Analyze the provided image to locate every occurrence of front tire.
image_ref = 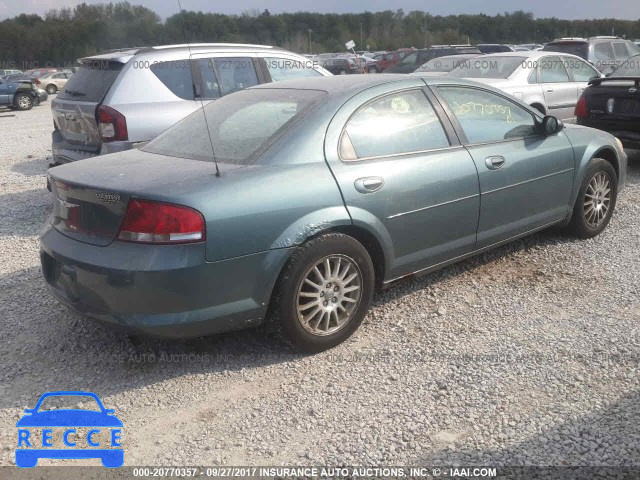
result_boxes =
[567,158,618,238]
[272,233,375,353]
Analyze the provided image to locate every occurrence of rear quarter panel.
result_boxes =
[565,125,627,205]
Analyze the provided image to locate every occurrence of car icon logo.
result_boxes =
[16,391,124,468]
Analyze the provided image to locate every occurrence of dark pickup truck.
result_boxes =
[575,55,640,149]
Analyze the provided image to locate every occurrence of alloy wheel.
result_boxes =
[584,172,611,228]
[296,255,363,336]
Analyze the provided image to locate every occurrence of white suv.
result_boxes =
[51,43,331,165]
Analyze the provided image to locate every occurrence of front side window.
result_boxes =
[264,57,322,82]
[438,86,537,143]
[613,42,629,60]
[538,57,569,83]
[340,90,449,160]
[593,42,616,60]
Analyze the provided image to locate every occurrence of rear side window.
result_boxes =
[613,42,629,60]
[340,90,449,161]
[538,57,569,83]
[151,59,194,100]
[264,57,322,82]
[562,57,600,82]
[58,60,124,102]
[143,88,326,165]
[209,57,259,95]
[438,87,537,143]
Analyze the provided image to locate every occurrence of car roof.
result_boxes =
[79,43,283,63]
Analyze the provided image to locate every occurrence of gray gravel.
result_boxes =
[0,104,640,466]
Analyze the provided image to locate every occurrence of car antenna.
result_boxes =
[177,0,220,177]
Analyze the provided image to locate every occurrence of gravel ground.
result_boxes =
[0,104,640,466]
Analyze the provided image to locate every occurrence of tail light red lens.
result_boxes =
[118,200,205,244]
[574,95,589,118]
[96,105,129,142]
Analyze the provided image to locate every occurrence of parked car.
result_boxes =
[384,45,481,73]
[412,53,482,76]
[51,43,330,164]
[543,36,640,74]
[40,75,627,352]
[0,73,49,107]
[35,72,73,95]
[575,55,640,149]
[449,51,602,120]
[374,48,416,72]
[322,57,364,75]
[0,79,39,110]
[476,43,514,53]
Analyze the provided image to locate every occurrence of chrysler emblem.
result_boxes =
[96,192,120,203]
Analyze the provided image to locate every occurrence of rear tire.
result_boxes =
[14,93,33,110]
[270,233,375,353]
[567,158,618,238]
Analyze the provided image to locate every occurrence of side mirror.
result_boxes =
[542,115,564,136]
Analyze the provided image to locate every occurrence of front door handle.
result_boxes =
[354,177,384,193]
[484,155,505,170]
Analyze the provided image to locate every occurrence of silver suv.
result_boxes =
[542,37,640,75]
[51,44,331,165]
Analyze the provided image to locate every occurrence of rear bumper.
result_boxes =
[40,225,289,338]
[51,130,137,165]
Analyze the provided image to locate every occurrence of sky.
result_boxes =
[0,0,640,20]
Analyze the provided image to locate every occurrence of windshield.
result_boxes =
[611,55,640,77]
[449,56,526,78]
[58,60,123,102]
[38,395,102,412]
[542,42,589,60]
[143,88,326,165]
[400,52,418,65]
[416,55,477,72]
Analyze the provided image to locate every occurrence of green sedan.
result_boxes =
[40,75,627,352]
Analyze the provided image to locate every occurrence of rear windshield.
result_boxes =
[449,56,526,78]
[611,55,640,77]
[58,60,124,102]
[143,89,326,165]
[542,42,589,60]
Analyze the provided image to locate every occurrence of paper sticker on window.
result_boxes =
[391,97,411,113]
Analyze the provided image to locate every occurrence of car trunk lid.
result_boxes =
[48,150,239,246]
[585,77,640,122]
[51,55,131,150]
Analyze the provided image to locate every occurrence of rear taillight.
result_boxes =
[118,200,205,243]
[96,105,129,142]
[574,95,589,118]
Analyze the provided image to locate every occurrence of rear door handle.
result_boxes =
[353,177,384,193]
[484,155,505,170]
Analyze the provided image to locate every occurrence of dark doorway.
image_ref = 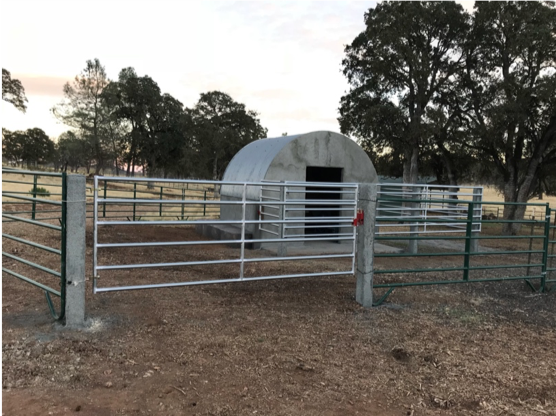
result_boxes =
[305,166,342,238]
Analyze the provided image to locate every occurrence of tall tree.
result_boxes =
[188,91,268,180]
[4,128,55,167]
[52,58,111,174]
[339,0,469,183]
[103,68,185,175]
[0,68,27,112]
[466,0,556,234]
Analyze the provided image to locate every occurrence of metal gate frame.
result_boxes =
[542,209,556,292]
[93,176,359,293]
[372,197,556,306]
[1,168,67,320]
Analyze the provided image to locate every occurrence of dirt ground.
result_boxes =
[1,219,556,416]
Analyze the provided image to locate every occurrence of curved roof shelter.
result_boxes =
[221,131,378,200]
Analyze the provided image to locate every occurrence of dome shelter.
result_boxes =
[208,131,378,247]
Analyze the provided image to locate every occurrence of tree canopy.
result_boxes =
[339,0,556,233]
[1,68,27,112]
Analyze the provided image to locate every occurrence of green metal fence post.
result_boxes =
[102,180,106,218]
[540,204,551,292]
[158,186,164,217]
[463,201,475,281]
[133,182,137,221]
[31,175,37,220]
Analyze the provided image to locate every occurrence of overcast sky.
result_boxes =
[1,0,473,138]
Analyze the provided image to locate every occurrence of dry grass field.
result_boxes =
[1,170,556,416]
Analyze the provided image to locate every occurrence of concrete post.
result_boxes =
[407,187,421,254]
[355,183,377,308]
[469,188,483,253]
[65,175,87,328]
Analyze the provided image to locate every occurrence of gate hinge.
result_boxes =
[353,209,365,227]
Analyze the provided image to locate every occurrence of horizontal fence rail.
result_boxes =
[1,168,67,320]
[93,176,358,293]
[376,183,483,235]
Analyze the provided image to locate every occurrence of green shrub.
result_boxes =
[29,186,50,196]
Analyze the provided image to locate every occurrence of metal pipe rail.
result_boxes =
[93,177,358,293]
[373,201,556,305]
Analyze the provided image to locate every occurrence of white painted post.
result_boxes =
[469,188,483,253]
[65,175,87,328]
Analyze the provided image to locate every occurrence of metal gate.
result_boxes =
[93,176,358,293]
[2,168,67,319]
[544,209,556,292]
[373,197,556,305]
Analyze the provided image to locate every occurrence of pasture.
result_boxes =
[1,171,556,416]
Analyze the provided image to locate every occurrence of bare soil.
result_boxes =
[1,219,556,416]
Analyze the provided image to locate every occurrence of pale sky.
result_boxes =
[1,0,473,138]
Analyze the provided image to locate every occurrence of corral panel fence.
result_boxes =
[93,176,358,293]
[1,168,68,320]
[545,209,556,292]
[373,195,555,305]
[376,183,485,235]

> _Directions_
Please transcribe every row above word for word, leaving out the pictures.

> _Task output_
Analyze the provided image to locate every occurrence of front tire.
image_ref = 
result_boxes =
[567,158,618,238]
[272,233,375,353]
Analyze the provided image to locate every occurrence of rear quarter panel.
result_boxes =
[565,125,627,205]
Analyze the provided image to locate every occurrence of car icon logo.
result_boxes =
[16,391,124,468]
Analyze the provided image to locate every occurrence of dark pickup truck.
result_boxes =
[575,55,640,149]
Analyze the provided image to locate every occurrence of alloy wheel.
result_boxes =
[584,172,611,228]
[296,255,363,336]
Analyze the provided image to locate every occurrence of white suv.
result_boxes =
[51,43,331,165]
Analyze the provided image to locate every occurrence of front side window.
result_boxes =
[264,57,322,82]
[438,86,537,143]
[613,42,629,60]
[538,57,569,83]
[340,90,449,160]
[593,42,616,60]
Analyze the provided image to locate every occurrence of rear side window.
result_boxes =
[613,42,629,60]
[340,90,449,161]
[538,57,569,83]
[151,59,194,100]
[264,57,322,82]
[562,57,600,82]
[58,60,124,102]
[143,88,326,165]
[209,57,259,95]
[438,87,537,143]
Analyze the provided image to locate every occurrence of car roof.
result_boxes =
[79,43,283,63]
Analyze the provided image to locate every occurrence of gray gravel.
result_boxes =
[0,104,640,466]
Analyze the provided image to locate every occurrence of car antenna.
result_boxes =
[177,0,220,177]
Analyze the provided image to locate every occurrence of gravel ground.
result_boxes =
[0,104,640,466]
Analyze the provided image to locate every occurrence of tail light red lens.
result_boxes =
[118,200,205,244]
[574,95,589,118]
[96,105,129,142]
Analyze the provided image to locate every occurrence of parked car.
result_boxes =
[384,45,481,73]
[412,53,482,76]
[51,43,330,164]
[543,36,640,74]
[40,75,627,352]
[0,73,49,107]
[35,72,73,95]
[575,55,640,149]
[449,51,602,120]
[374,48,416,72]
[322,57,364,75]
[0,79,39,110]
[476,43,514,53]
Analyze the provided image to locate every occurrence of chrysler emblem.
result_boxes =
[96,192,120,203]
Analyze the provided image to locate every occurrence of rear tire.
result_boxes =
[14,93,33,110]
[270,233,375,353]
[567,158,618,238]
Analyze the provided image to locate every occurrence of side mirror.
result_boxes =
[542,115,564,136]
Analyze the provided image to locate every occurrence of front door handle.
result_boxes =
[354,177,384,193]
[484,155,505,170]
Analyze the provided image to locate every occurrence of silver suv.
result_boxes =
[542,37,640,75]
[51,44,331,165]
Analyze the provided image to locate every occurrence of rear bumper.
result_boxes =
[40,225,289,338]
[51,130,137,165]
Analyze the provided image to locate every occurrence of sky.
result_boxes =
[0,0,640,20]
Analyze the provided image to locate every occurrence of windshield.
result_boxes =
[611,55,640,77]
[449,56,526,78]
[58,60,123,102]
[38,395,102,412]
[542,42,589,60]
[143,88,326,165]
[400,52,418,65]
[416,55,477,72]
Analyze the provided image to locate every occurrence of green sedan.
result_boxes =
[40,75,627,352]
Analyze the provided image to locate every occurrence of rear windshield.
result_boxes =
[449,56,526,78]
[611,55,640,77]
[58,60,124,102]
[143,89,326,165]
[542,42,589,60]
Analyze the provided image to locate every occurrence of paper sticker on window.
result_boxes =
[391,97,411,113]
Analyze the provided image to locate every occurrence of car trunk lid.
result_boxes =
[48,150,239,246]
[585,77,640,122]
[51,55,131,150]
Analyze the provided image to locate every occurrence of rear taillight.
result_boxes =
[118,200,205,243]
[96,105,129,142]
[574,95,589,118]
Analyze the provided image to locate every occurrence of rear door handle.
result_boxes =
[353,177,384,193]
[484,155,505,170]
Analyze the provided image to locate every occurrence of dark doorway.
image_ref = 
result_boxes =
[305,166,342,238]
Analyze the provided image to locate every occurrence of tall tree.
result_boxes =
[188,91,268,180]
[4,128,55,167]
[52,58,111,174]
[339,0,469,183]
[103,68,185,175]
[0,68,27,112]
[466,0,556,234]
Analyze the provided image to locate every occurrence of metal gate frame.
result_boxes =
[542,209,556,292]
[93,176,359,293]
[372,197,556,306]
[1,168,67,320]
Analyze the provided image to locate every occurrence of dirt ground.
result_boxes =
[1,219,556,416]
Analyze the provided image to locate every occurrence of curved roof shelter.
result_boxes =
[221,131,378,200]
Analyze the provided image to locate every occurrence of dome shelter.
result_boxes =
[208,131,378,247]
Analyze the provided image to locate every occurrence of tree canopy.
result_boxes =
[339,0,556,233]
[1,68,27,112]
Analyze the provided image to locate every occurrence of green metal fence post.
result_boxes =
[102,180,106,218]
[540,204,551,292]
[158,186,164,217]
[463,201,475,281]
[133,182,137,221]
[31,175,37,220]
Analyze the provided image to locate every occurrence of overcast sky.
result_boxes =
[1,0,473,138]
Analyze the provided image to locate every occurrence of dry grass field.
result_boxes =
[1,170,556,416]
Analyze the provided image to locate every occurrence of concrete post.
result_boxes =
[407,187,421,254]
[355,183,377,308]
[469,188,483,253]
[65,175,87,328]
Analyze the provided image to locate every occurrence of gate hinge.
result_boxes =
[353,209,365,227]
Analyze the provided image to locate every occurrence of horizontal fence rail.
result_boxes =
[1,168,67,320]
[93,176,358,293]
[376,183,483,235]
Analyze the provided image to locate every occurrence of green shrub.
result_boxes =
[29,186,50,196]
Analyze the provided image to locate every occurrence of metal pipe rail.
result_boxes =
[93,177,358,293]
[373,201,556,305]
Analyze the provided image to locate every occurrence of white painted post.
result_boxes =
[469,188,483,253]
[65,175,87,328]
Analyze the provided image to locate every occurrence of metal gate.
result_boxes =
[93,176,358,293]
[2,168,67,319]
[544,209,556,292]
[373,197,556,305]
Analyze the provided image to locate every occurrence of pasture.
result_boxes =
[1,171,556,416]
Analyze the provided image to locate every occurrence of bare soil.
result_boxes =
[1,219,556,416]
Analyze the provided image to locate every occurrence of pale sky.
result_boxes =
[1,0,473,138]
Analyze the provided image to locate every occurrence of corral panel fence.
result_boxes =
[93,176,358,293]
[1,168,68,320]
[545,209,556,292]
[373,195,555,305]
[376,183,485,235]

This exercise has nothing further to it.